• Exercise aim:
Omit every image, and transcribe the remaining entries exactly as given.

Records from a data collection:
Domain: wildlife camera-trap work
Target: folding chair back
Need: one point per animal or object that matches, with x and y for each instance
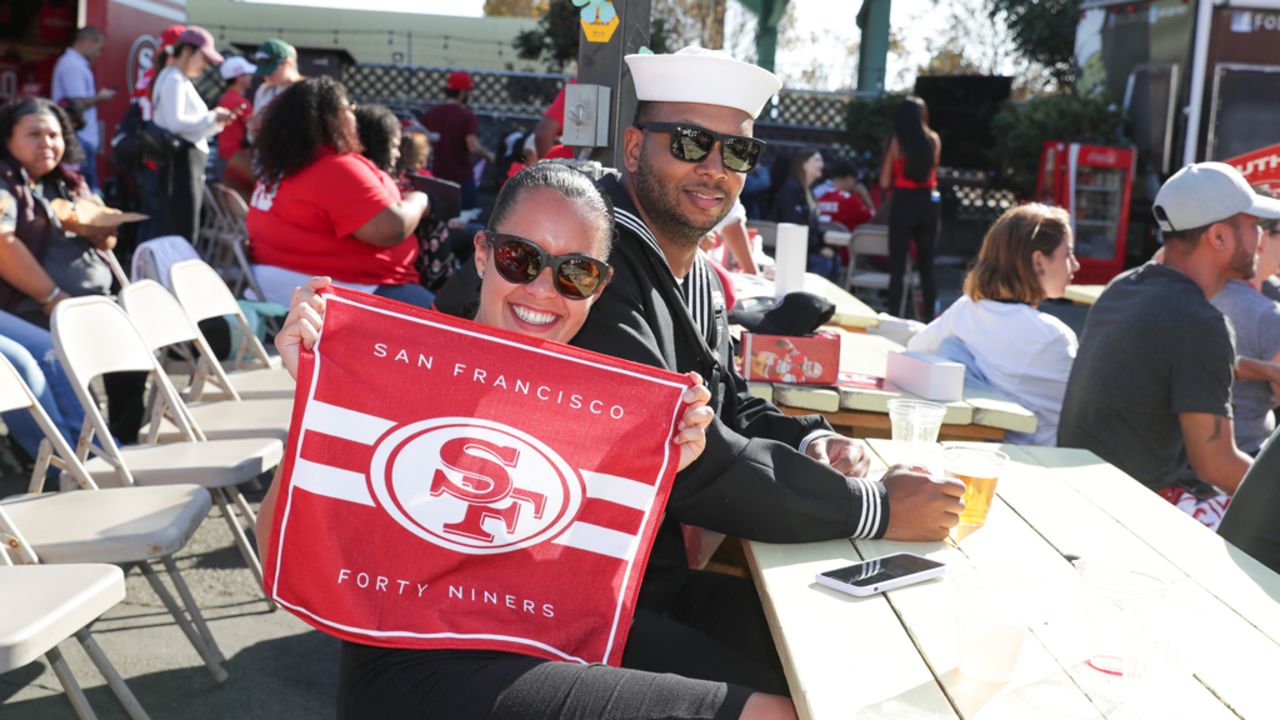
(14, 395)
(872, 240)
(94, 336)
(158, 315)
(49, 604)
(163, 322)
(204, 295)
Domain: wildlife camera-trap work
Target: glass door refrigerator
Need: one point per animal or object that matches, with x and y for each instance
(1093, 183)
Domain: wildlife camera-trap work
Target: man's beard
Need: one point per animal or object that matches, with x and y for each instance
(1243, 264)
(661, 204)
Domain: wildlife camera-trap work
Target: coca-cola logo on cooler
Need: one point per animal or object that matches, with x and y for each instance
(474, 486)
(1101, 156)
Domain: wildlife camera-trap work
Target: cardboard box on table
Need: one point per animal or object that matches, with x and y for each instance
(791, 359)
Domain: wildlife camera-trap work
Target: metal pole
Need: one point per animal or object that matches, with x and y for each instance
(600, 63)
(873, 48)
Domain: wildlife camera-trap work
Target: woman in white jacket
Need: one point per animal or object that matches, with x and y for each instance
(178, 108)
(1027, 255)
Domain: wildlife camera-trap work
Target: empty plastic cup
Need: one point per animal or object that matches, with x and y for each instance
(915, 420)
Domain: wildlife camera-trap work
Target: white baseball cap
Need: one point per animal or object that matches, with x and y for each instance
(1203, 194)
(237, 65)
(709, 77)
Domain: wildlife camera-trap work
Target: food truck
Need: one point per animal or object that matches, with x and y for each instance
(35, 33)
(1197, 80)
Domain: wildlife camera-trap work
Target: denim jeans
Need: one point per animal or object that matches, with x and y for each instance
(31, 350)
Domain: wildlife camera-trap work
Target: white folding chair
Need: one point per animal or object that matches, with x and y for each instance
(94, 336)
(122, 525)
(873, 240)
(44, 605)
(204, 295)
(164, 324)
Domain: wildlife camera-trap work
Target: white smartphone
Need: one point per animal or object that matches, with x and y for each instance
(880, 574)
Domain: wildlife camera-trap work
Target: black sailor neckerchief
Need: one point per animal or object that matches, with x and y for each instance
(699, 294)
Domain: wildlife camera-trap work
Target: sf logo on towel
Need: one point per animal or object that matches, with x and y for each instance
(474, 486)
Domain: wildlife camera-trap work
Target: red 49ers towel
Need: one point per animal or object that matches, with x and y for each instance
(453, 486)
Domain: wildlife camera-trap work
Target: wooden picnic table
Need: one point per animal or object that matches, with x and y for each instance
(983, 414)
(895, 655)
(1083, 294)
(850, 313)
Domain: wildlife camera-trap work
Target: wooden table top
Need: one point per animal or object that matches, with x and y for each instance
(1083, 294)
(867, 354)
(895, 655)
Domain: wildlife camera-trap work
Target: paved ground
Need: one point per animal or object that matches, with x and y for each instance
(279, 668)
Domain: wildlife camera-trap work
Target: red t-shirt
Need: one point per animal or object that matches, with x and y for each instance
(232, 139)
(451, 159)
(306, 223)
(844, 208)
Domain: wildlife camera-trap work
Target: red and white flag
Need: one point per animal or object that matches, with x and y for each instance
(453, 486)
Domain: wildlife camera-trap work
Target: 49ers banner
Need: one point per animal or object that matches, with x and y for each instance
(453, 486)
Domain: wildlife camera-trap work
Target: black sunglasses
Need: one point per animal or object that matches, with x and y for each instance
(691, 144)
(520, 261)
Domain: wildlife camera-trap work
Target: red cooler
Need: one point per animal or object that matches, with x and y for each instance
(1093, 183)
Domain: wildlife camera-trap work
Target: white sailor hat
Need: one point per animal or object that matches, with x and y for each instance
(709, 77)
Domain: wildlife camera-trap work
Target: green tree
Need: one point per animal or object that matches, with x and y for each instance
(1022, 130)
(515, 8)
(554, 40)
(1043, 32)
(871, 119)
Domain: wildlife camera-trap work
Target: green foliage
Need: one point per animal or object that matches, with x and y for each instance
(871, 119)
(554, 40)
(1043, 31)
(1022, 130)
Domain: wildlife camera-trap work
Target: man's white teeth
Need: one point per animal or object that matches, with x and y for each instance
(533, 317)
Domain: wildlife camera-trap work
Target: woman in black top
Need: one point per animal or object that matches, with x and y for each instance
(795, 204)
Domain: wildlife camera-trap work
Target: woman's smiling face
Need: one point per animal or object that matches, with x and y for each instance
(560, 227)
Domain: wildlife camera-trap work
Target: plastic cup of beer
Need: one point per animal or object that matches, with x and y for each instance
(915, 420)
(978, 469)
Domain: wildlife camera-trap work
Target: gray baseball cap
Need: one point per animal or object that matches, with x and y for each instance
(1203, 194)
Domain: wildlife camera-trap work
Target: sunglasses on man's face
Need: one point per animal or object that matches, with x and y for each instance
(520, 261)
(693, 144)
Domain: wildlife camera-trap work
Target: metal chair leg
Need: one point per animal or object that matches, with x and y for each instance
(210, 657)
(197, 618)
(113, 678)
(246, 548)
(69, 686)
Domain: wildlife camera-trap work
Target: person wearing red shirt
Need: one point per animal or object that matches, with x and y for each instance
(848, 201)
(323, 209)
(458, 131)
(233, 156)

• Response to this exercise:
Domain: wildlife camera-trap work
Target: folding chair back
Need: one point per animal or object that matches, with x and y for each instance
(14, 395)
(872, 240)
(94, 336)
(158, 315)
(49, 604)
(163, 322)
(204, 295)
Domain: wildlife camera-trap work
Target: glass door refrigerator
Need: one point per animal or object that matches, with x and y for each instance
(1093, 183)
Domain: wildlife camera-trap work
Target: man's beard
Need: one point per animal or object that matches, with x and y for each instance
(1243, 264)
(661, 204)
Domain: wildlife camera-trap work
Target: coca-cola logo on cooler
Need: one point per animal or object that matches, with x and y for each instance
(474, 486)
(1101, 156)
Domain: wildlife camera-trap work
Target: cardboard box on table
Need: one point per animal or object that matches, with x and y for each instance
(791, 359)
Domain: wildlife camera-trap work
Target: metal pole
Need: one point per animal or object that matches, with x and y for each instance
(600, 63)
(873, 48)
Domain: wildlife camera-trap work
Target: woman in white jacket
Need: one point per animal or object that matches, with x and y for each instance
(178, 108)
(1027, 255)
Domain: wildlife camera-trap work
Target: empty plastic cup
Need: one point per animal or object that matches, with x and y for each instance
(915, 420)
Domain: wildlife camera-trap work
Target: white baseball cap
Need: one point per animal or object that matches, with x and y for each instance
(1203, 194)
(237, 65)
(709, 77)
Domain: wildlife camera-trap work
Target: food truck
Need: one point per animal or object that matches, with x and y for each instance
(35, 33)
(1197, 80)
Domain: wildlife camera-trap work
Target: denim jeans
Need: one point per animal or object that matches, with x and y for each instance
(31, 350)
Domain: wildlife camera-trap work
Target: white folding chair
Need: one point per animal or object that matches, with x and y for each instance
(94, 336)
(122, 525)
(873, 240)
(44, 605)
(204, 295)
(164, 324)
Domain: wildlife camera-trap work
Target: white smartphone
Need: one point per animal or object that matches, with x and y for each instance
(880, 574)
Domain: wildlife camera-trap work
Target: black sailor neckerchief
Need: one point per animal or object that matches, with x and y for each instance
(699, 294)
Domain: wildlife camera-trap work
Target: sf logo on towel
Need: one point per animal or object that matches, with x and y for each instance
(474, 486)
Domain: wildlife camera-trap work
Target: red 49ers towel
Need: one point per animal or object that matches, with x and y for each instance
(453, 486)
Domain: wildlife camera-trap work
Target: wooden picnic table
Need: one point per animal or object that matches, with x and y for each instance
(983, 414)
(895, 655)
(1083, 294)
(850, 313)
Domain: wildlife camera-trap work
Target: wooden table top
Need: one point per animal or object that matches, with x and y for each instance
(1083, 294)
(867, 354)
(895, 655)
Domain: wildlife camera-trap work
Target: paved ground
Need: one point per animal or object that matches, with x and y for each instance
(279, 668)
Domain: wildlife camera-trap work
Target: red t-shirt
Need: one point per animal or object that matches, with x and y for each instance
(232, 139)
(451, 159)
(306, 223)
(844, 208)
Domain: wildlife camera-trap work
Target: red and white flag
Need: one point per animal or object that matches, with x and y for each instance
(453, 486)
Domain: wildlife camera-trap work
Target: 49ers banner
Need: one point per animal or object that matches, with x and y for each instance
(453, 486)
Domain: wildlife camera-trap work
Target: black sunglasses
Need: one point per animal or object that matches, with x and y for each instance
(691, 144)
(520, 261)
Domain: wildlife camera-trap work
Target: red cooler
Need: one point per animal or object that matches, with x and y for each instance
(1093, 183)
Domain: wildlife camera-trap work
Target: white sailor hat
Need: one point per animal or object that matches, with x and y for each instance
(709, 77)
Domain: wildlife camera-trap work
Target: green tree
Need: one point per animal or object that matches, with x and y for each instance
(1022, 130)
(515, 8)
(554, 40)
(1043, 32)
(871, 119)
Domain: wildlife camera-trap work
Target: green foliage
Need: one point per animal or object that matches, with x and y for each instance
(871, 119)
(554, 40)
(1043, 31)
(1022, 130)
Domain: wildlife camera-trap work
Target: man's white teeth
Need: one point per animal or object that matches, with x and y for each instance
(533, 317)
Domain: wildlife camera-trap work
Target: woman in black top
Need: one point per animal or object that matches, with x and y for each instance
(795, 204)
Domain: wildlife camera-trap work
Target: woman's smiling face
Need: one point per animal or object that matches, with x and y for each instance
(560, 227)
Domain: wildlife camera-trap work
Target: plastic cup of beer
Need: one point per animal or object that matches, with x and y for each instance
(915, 420)
(978, 469)
Domain: wildlife camera-trap work
Target: gray baseball cap
Need: one point per animal or object that matches, with x and y for each instance
(1203, 194)
Domain: wildlife camera-trap work
Target: sunglasses on man's face
Need: one point per animal or object that matches, with x and y for each instance
(520, 261)
(693, 144)
Domain: wildlife camera-trap work
Target: metal chair leg
Need: one point per animal or object that matches, with x and y for each instance
(210, 657)
(197, 618)
(113, 678)
(246, 548)
(69, 686)
Domain: wildlife camera-trap work
Target: person wearing red shirt
Need: one point per animal or object that matches, with x and y for each instance
(848, 201)
(323, 209)
(458, 131)
(233, 156)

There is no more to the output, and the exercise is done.